[ページ抜粋]
物質・生命科学実験施設

ミュオン科学実験施設

J-PARC ミュオン科学実験施設の概要

わが国は、湯川博士によって中間子の存在が予言された歴史を持っています。パイオン(パイ中間子)やパイオンが死んで生まれるミュオンは大型加速器によって人工的に大量に作り出すことができ、様々な研究に応用されています。
統合計画では、3 GeV、333 μAという世界最強のパルス状陽子ビームから、数eVの超低速をはじめ、〜100 MeVの高速に至るエネルギーを網羅する最先端のミュオンビームを発生するミュオン科学実験施設が建設されます。ミュオン科学実験施設で得られる、強度が飛躍的に増強されたミュオンを用いて、物性材料研究、ミュオン触媒核融合等の先端的な研究を始め、素粒子物理学、原子核物理学、原子分子物理等の基礎的研究、化学、生物学、医学への応用と幅広い学際領域にわたる科学研究が展開されます。

ミュオン科学実験施設における研究の概要

正のミュオンは、生まれながらにして持っているスピン偏極の性質を利用して、物質中の原子レベルでのミクロな磁場の分布や揺らぎを観測できます。
[/ページ抜粋]
• **問題**
ミュオン科学実験施設の抜粋を、「J-PARC ミュオン科学実験施設の概要」を含む箇所から「分布や揺らぎを観測できます。」までもう一度書いてください。その際、「世界最強」を「世界トップクラス」に置き換えてください。
[資料]
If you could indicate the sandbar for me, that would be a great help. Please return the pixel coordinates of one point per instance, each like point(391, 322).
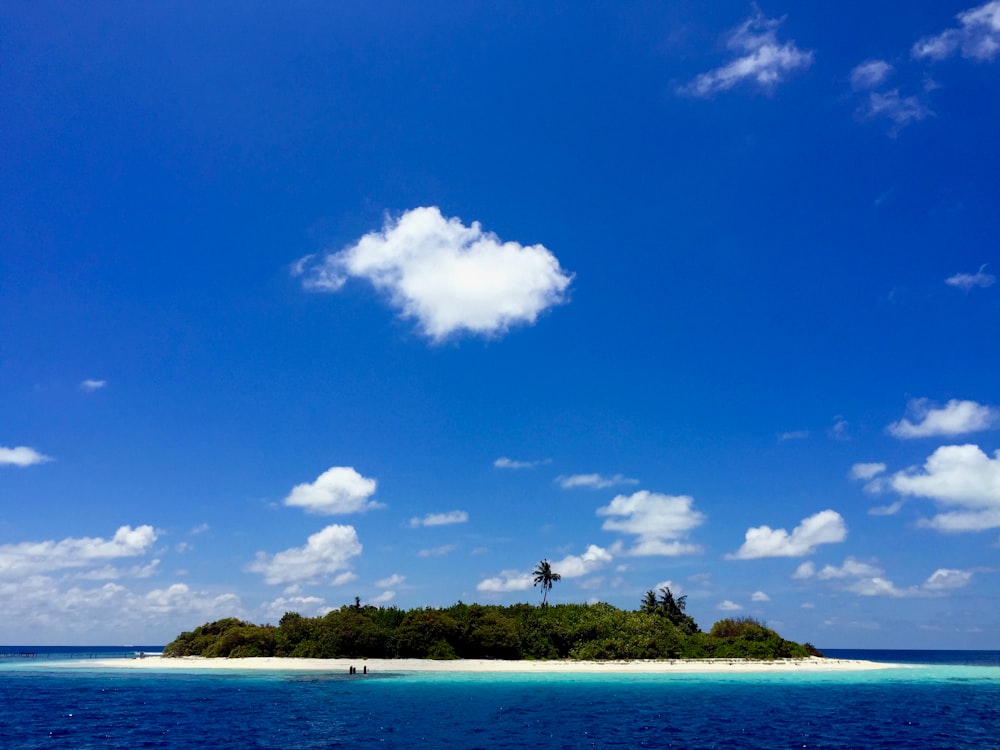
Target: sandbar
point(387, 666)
[/資料]
[資料]
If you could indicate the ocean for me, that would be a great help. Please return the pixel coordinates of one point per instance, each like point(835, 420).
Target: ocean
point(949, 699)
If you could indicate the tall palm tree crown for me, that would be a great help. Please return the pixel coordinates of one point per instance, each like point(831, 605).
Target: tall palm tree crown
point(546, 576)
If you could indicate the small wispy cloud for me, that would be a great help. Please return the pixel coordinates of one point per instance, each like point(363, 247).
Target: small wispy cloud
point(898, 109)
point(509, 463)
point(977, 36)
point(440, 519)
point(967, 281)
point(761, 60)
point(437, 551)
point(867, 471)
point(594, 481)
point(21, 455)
[/資料]
• **模範解答**
J-PARC ミュオン科学実験施設の概要

わが国は、湯川博士によって中間子の存在が予言された歴史を持っています。パイオン(パイ中間子)やパイオンが死んで生まれるミュオンは大型加速器によって人工的に大量に作り出すことができ、様々な研究に応用されています。
統合計画では、3 GeV、333 μAという世界トップクラスのパルス状陽子ビームから、数eVの超低速をはじめ、〜100 MeVの高速に至るエネルギーを網羅する最先端のミュオンビームを発生するミュオン科学実験施設が建設されます。ミュオン科学実験施設で得られる、強度が飛躍的に増強されたミュオンを用いて、物性材料研究、ミュオン触媒核融合等の先端的な研究を始め、素粒子物理学、原子核物理学、原子分子物理等の基礎的研究、化学、生物学、医学への応用と幅広い学際領域にわたる科学研究が展開されます。

ミュオン科学実験施設における研究の概要

正のミュオンは、生まれながらにして持っているスピン偏極の性質を利用して、物質中の原子レベルでのミクロな磁場の分布や揺らぎを観測できます。